**Text under study**:
Of course you will have to decide by trying them, but I have gone through a bit of pain with the mice I have tried in the past 2 years.
my passionate 2¢


----------



## doppelbock (Oct 22, 2001)

I have *always* used a Kensington mouse....the 4 button Thinking Mouse came with me through 3 different Macs - it finally got retired when I got my dual800 ADB-less Quicksilver.

I bought the Kensington Optical Pro which is quite nice, although I agree that its hard to pick up without clicking the side buttons.....but....last week I got the Turbo Mouse Pro trackball from kensignton...absolutely love it (although it's expensive...).

I have never had any hardware or software problems with kensington.....


----------



## AdmiralAK (Oct 23, 2001)

Given that I have not yet bought my new mouse, keep em coming


----------



## sfish (Oct 23, 2001)

I've used many multiple-button mouses (mice? I never have found out which you're supposed to use) over the years and I will agree with those who posted before: Kensington and Logitech are hard to beat.

Having said that, I'm currently using the Wacom Graphire2.  It's a $99 high-quality wireless 2-button mouse with scrollwheel and drawing pen.  Mac OS X.1 drivers are advertised on the box and available at the Wacom site & VersionTracker.  Pressure sensitivity is supported for programs that are programmed for it.  I love this mouse/pen combo.  It might be more than you need, but the quality & price were right for me.

Comes with a couple of Mac OS 9 software packages (Photoshop LE and Painter Classic).  3 color schemes.  Did I mention it's really cool?  

http://www.wacom.com/graphire/index.cfm


----------



## fryke (Oct 23, 2001)

Microsoft.

I know that this name is an alias for Satan around here, but the basic IntelliMouse with IntelliEye function (a two-button mouse with a wheel that also functions as a third button, plus it's optical) is a very good mouse. If it fits your hand, it's great. Naturally supported by OS X, great MS driver for OS 8.6-9.x.

We also have Logitech mice at work that have about the same features like the IntelliMouse. But I have to say that the MS product fits me better here.


----------



## sfish (Oct 23, 2001)

I found the buttons on that MS mouse to be a little too easy to press down. I was constantly pressing them inadvertently.  That might have more to do with my tendency to drink half a pot of strong coffee every morning, though.

**Information**:

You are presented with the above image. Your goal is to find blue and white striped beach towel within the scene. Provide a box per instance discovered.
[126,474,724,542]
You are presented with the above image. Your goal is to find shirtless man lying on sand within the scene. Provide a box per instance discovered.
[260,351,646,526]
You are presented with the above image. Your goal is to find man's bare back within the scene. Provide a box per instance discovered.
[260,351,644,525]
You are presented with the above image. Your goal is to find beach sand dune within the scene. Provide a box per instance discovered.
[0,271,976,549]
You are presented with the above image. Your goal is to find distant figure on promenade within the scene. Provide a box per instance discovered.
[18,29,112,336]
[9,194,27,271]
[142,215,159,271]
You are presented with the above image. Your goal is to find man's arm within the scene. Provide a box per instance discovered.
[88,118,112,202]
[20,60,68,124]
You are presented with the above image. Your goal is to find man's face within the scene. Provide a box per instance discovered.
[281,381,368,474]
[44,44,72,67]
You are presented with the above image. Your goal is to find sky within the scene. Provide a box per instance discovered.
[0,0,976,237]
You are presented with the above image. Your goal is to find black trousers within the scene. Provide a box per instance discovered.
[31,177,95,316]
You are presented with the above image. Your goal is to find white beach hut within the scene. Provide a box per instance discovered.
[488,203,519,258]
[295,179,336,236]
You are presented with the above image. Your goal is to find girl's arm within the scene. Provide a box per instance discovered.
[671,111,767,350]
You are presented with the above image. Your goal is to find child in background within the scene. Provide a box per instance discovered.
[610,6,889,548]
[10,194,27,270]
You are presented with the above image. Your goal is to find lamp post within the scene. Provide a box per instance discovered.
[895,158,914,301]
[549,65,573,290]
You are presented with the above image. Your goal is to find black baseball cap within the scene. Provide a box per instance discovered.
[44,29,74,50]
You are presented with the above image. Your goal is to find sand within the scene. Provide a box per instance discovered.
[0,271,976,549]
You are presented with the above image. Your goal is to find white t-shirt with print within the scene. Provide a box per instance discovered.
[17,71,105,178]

**Explore the material**:
1) According to the forum thread on Mac mice, what did doppelbock buy last week?
2) Write the next part of the forum thread on Mac mice, picking up after its final sentence.
The rows play no part in this work.

**Responses for each task**:
1) The Turbo Mouse Pro trackball from Kensington.

2)
----------



## fryke (Oct 23, 2001)

No, not really. I drink 10-20 espresso on an average day, so I guess I would have the same symptoms.  Maybe some mice are not of the same quality. I also think that people have different preferences. I like the MS mouse. Others don't. Free will. But I guess with MS, Logitech and Kensington, the list of good mouse-makers is about done. There are of course also cheapo-makers that can be added to the list. Not because their mice are good, but because they're cheap. You can basically grab any USB-mouse, even those sold for PC only, and use them with OS X and OS 9 (with USB Overdrive, a shareware driver for anything USB).


----------



## lethe (Jun 22, 2002)

well, this thread seemed pretty fairly divided between kensington and logitech.  i just got a logitech wheelmouse.

it s pretty good.  i like having that scroll wheel, and right-click.

i also got a logitech gamepad.  that didn t go as well.  no software support.


----------



## dani++ (Jun 22, 2002)

I use a wireless (not optical) Logitech mouse and the results so far are quite good.


Logitech has drivers (in beta), check out http://www.versiontracker.com/moreinfo.fcgi?id=14421&db=mac 



dani++


----------



## avg joe (Jun 22, 2002)

I've always had good luck with the Kensington Mice (mouses) also. The new Studiomouse  by Kensington looks promising too. They designed it to fit with Macs specifically. Check it out.


----------



## hulkaros (Jun 22, 2002)

The following are tried and true:
1.Any Microsoft Optical+Wheel+Many buttons work GREAT under Mac OS X
2.Any Logitech Optical+Wheel+Many buttons work also GREAT under Mac OS X

But selecting a mouse is a VERY personal decision in which no-one can say that this is better than that. Also, any of the two companies mice because they start at medium to high prices offer GREAT quality 

However, personally would go for Logitech because I think that they are sturdier and you feel them more while moving and clicking around with them.

Still, at home I use my Apple Pro mouse just because it feels right


----------



## voice- (Jun 22, 2002)

I have 2 kinds of multibuttoners, one is MS and the other is Logitech. I like the MS one better


----------



## Ricky (Jun 22, 2002)

I like the mouse that came on my Wacom Graphire.  No cord or mouseball because the drawing tablet tracks it.  Left and right mouse buttons and a scroll wheel.  I recommend that.


----------



## dixonbm (Jun 23, 2002)

I went through three MS intellimouse explorers before dumping it for a Kinsington Optical Pro mouse (which has drivers available for MacOSX.  It's been great and has outlasted any of my MS mice.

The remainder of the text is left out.